--- 課題 1 ---
医師の転職談について、次の問いに答えてください。
(a) 現在の勤務先では、趣味としてどんなバンドで活動していますか？
(b) 北村さんが最初に入局したのは、母校の何科の医局ですか？
(c) 北村さんが学生時代にモダンジャズ研究会で吹いていた楽器は何ですか？
--- 課題 2 ---
次の各文は医師の転職談の内容と合っていますか？ はいかいいえで答え、判断の根拠となる本文の語句をそのまま引用してください。
(a) 北村さんは厚生連病院で5年間働いた。
(b) 現在の勤務先へは、医師紹介会社を利用して転職した。
(c) 北村さんは一人暮らしをしている。
--- 課題 3 ---
医師の転職談を、途切れたところから書き継いでください。

--- 提示文 ---
============
若気の至りで他大学の医局へ転籍。転籍後も、新医師臨床研修制度のあおりを受けて、2度目の退局。医師紹介会社を利用して転職した現在の勤務先では、通信制大学院で学んだり、趣味のジャズバンドで活動したりと、充実した生活を送っている。


北村大吾さん(仮名)
A大学大学院で医学博士号を取得し、母校の整形外科医局へ入局。厚生連病院で2年間働いた後、自分の希望する病院への転職を申し出たところ、教授の反対に遭い退局。B大学の医局へ転籍後、市立病院などに十数年間勤務。救急病院で部長に就任するはずだった矢先、新医師臨床研修制度にともないB大医局が医師を引き上げることに。穴埋めとしてC大学の医局が参入したことで居づらくなり、現在のリハビリテーション病院へ転職。50代、妻と子供2人の4人暮らし。

——医局を2度、お辞めになっているそうですね。その経緯を教えてください。
 母校A大学の医局を辞めたのは、若気の至りとしか言いようがありません…。私は学生時代、モダンジャズ研究会でサックスを吹いていました。ある時、整形外科医としてもジャズプレーヤーとしても尊敬していたある医師がいる病院から、「整形外科医兼病院バンドのプレーヤーとして来ないか?」と誘われまして。
============
--- 抽出データ ---
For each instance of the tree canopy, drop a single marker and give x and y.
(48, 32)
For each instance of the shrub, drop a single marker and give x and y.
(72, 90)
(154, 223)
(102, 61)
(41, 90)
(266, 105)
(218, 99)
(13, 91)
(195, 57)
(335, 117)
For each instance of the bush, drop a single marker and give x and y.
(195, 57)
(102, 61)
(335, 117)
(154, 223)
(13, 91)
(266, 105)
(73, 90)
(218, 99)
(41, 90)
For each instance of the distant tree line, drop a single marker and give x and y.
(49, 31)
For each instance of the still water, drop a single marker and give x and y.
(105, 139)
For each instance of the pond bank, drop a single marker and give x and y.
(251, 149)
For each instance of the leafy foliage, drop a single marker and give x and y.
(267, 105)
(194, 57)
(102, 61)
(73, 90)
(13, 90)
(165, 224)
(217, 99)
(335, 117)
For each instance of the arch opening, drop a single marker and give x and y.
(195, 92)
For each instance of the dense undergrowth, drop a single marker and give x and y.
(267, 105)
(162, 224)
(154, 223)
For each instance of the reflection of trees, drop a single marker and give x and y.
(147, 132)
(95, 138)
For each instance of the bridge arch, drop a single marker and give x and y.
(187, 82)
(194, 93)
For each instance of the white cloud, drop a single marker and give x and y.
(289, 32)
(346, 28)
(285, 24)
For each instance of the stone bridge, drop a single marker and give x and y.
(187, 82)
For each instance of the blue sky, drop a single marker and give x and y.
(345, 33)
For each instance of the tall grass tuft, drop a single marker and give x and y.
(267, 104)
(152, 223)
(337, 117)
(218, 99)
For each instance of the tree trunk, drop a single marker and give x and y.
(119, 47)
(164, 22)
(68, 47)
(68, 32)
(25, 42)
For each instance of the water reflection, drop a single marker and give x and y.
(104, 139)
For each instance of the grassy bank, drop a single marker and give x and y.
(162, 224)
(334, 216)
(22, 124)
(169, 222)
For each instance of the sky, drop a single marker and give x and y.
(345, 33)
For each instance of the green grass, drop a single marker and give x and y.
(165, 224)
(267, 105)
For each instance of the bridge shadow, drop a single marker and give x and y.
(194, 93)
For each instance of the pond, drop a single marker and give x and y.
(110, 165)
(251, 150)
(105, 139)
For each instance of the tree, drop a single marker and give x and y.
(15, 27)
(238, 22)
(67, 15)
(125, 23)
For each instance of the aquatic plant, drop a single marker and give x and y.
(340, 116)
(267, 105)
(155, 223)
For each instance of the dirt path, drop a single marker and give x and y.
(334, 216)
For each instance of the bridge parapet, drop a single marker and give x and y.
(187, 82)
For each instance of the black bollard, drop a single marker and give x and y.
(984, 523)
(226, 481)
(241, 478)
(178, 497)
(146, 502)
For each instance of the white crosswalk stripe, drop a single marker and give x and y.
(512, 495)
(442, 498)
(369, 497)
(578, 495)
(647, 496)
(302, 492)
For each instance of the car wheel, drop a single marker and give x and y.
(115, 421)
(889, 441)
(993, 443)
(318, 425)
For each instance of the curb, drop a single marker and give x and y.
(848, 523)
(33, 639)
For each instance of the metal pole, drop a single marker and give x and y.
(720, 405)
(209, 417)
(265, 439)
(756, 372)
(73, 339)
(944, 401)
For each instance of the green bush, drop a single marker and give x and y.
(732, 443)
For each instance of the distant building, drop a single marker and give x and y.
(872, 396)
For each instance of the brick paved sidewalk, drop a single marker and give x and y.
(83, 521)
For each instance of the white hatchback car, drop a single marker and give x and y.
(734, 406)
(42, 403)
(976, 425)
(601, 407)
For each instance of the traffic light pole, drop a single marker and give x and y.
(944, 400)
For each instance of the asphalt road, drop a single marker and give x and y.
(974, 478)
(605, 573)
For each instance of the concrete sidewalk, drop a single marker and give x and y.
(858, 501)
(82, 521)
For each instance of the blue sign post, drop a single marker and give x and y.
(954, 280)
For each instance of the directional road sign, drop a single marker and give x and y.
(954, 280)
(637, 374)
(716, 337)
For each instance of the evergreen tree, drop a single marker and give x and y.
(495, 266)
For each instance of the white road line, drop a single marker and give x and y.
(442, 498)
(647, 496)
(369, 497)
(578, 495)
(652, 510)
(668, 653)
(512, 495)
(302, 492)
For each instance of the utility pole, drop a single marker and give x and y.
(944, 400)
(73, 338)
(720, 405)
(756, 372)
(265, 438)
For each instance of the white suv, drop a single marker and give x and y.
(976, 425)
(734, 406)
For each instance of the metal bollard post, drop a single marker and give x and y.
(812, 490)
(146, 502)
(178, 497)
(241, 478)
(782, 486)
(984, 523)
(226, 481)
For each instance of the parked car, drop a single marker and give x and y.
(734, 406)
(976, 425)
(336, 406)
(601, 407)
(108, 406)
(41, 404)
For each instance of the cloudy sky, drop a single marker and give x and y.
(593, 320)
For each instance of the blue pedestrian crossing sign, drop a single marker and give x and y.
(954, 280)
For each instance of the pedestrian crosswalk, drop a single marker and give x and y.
============
--- 解答 1 ---
(a) ジャズバンド
(b) 整形外科
(c) サックス

--- 解答 2 ---
(a) いいえ。「厚生連病院で2年間働いた後」
(b) はい。「医師紹介会社を利用して転職した現在の勤務先」
(c) いいえ。「妻と子供2人の4人暮らし」

--- 解答 3 ---
 その病院の整形外科は、若手の整形外科医が全国から研修に訪れるほど人気がありました。また、院長のジャズの腕前はプロ級でしたし、病院バンドのメンバーもセミプロ級ばかり。医療もジャズも勉強できる環境が、とても魅力的に思えました。

 そこで、A大学医局の教授に「転職したい」と告げたところ、激怒されてしまいました。その時は医局を辞めることまでは考えていなかったのですが、頭ごなしに反対されたことがショックで私も腹を立ててしまい、その勢いで医局を辞めてしまったのです。しかも、いざ転職を現実的に考えてみると、誘われた病院は離れた地域にあり、だんだんと知らない土地に移り住むことに不安を感じるようになってしまい、結局転職にも踏み切れませんでした。今考えても、ほんとうに馬鹿なことをしたものだと後悔しています。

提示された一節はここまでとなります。